Quoted text:
+++++

The 2016–17 FA Cup qualifying rounds open the 136th season of competition in England for The Football Association Challenge Cup (FA Cup), the world's oldest association football single knockout competition. For the third successive year, 736 entrants were accepted into the competition.

The large number of clubs entering the tournament from lower down (Levels 5 to 10) in the English football pyramid mean that the competition is scheduled to start with six rounds of preliminary (2) and qualifying (4) knockouts for these non-League teams. The 32 winning teams from the Fourth Qualifying Round progress to the First Round Proper, when League teams tiered at Levels 3 and 4 enter the competition.

Calendar and prizes
The calendar for the 2016–17 FA Cup qualifying rounds, as announced by The Football Association.

Extra preliminary round
Extra preliminary round fixtures were due to be played on Saturday 6 August 2016, with replays taking place no later than Thursday 11 August 2016. A total of 368 teams, from Level 9 and Level 10 of English football, entered at this stage of the competition. The round included 76 teams from Level 10 of English football, being the lowest ranked clubs to compete in the tournament.

Preliminary round
Preliminary round fixtures were due to be played on Saturday 20 August 2016, with replays on or before Thursday 25 August 2016. A total of 320 teams took part in this stage of the competition, including the 184 winners from the Extra preliminary round and 136 entering at this stage from the six leagues at Level 8 of English football. The round included 26 teams from Level 10 still in the competition, being the lowest ranked teams in this round.

First qualifying round
First qualifying round fixtures were due to be played on Saturday 3 September 2016, with replays taking place no later than Thursday 8 September 2016. A total of 232 teams took part in this stage of the competition, including the 160 winners from the Preliminary round and 72 entering at this stage from the three leagues at Level 7 of English football. The round included twelve teams from Level 10 still in the competition, being the lowest ranked teams in this round.

+++++

Object location annotation data
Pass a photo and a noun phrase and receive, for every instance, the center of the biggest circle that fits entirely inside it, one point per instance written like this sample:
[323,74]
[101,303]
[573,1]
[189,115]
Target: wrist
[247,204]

+++++

Required actions:
1) Reproduce the FA Cup qualifying rounds passage from the words "Calendar and prizes" through "in the tournament.", swapping "replays" for "rematches".
2) Write the next part of the article on the 2016–17 FA Cup qualifying rounds, continuing from its last sentence.
The items can be left aside.

Results of the exercise:
1)
Calendar and prizes
The calendar for the 2016–17 FA Cup qualifying rounds, as announced by The Football Association.

Extra preliminary round
Extra preliminary round fixtures were due to be played on Saturday 6 August 2016, with rematches taking place no later than Thursday 11 August 2016. A total of 368 teams, from Level 9 and Level 10 of English football, entered at this stage of the competition. The round included 76 teams from Level 10 of English football, being the lowest ranked clubs to compete in the tournament.

2)
Second qualifying round
Second qualifying round fixtures were due to be played on Saturday 17 September 2016, with replays no later than Thursday 22 September 2016. A total of 160 teams took part in this stage of the competition, including the 116 winners from the First qualifying round and 44 entering at this stage from the two leagues at Level 6 of English football. The round included 23 teams from Level 9 still in the competition, being the lowest ranked teams in this round.

Third qualifying round
Third qualifying round fixtures were due to be played on Saturday 1 October 2016, with replays taking place no later than Thursday 6 October 2016. A total of 80 teams took part in this stage of the competition, all winners from the Second qualifying round. The round included nine teams from Level 9 still in the competition, being the lowest ranked teams in this round.

Fourth qualifying round
Fourth qualifying round fixtures were due to be played on Saturday 15 October 2016, with replays taking place no later than Thursday 20 October 2016. A total of 64 teams took part in this stage of the competition, including the 40 winners from the Third qualifying round and 24 entering at this stage from the Conference Premier at Level 5 of English football. Bishop Auckland and Westfields of level 9 were the lowest ranked teams in this round.

Competition proper

Winners from the Fourth qualifying round advanced to the First Round Proper, where teams from League One (Level 3) and League Two (Level 4) of English football, operating in the English Football League, first enter the competition.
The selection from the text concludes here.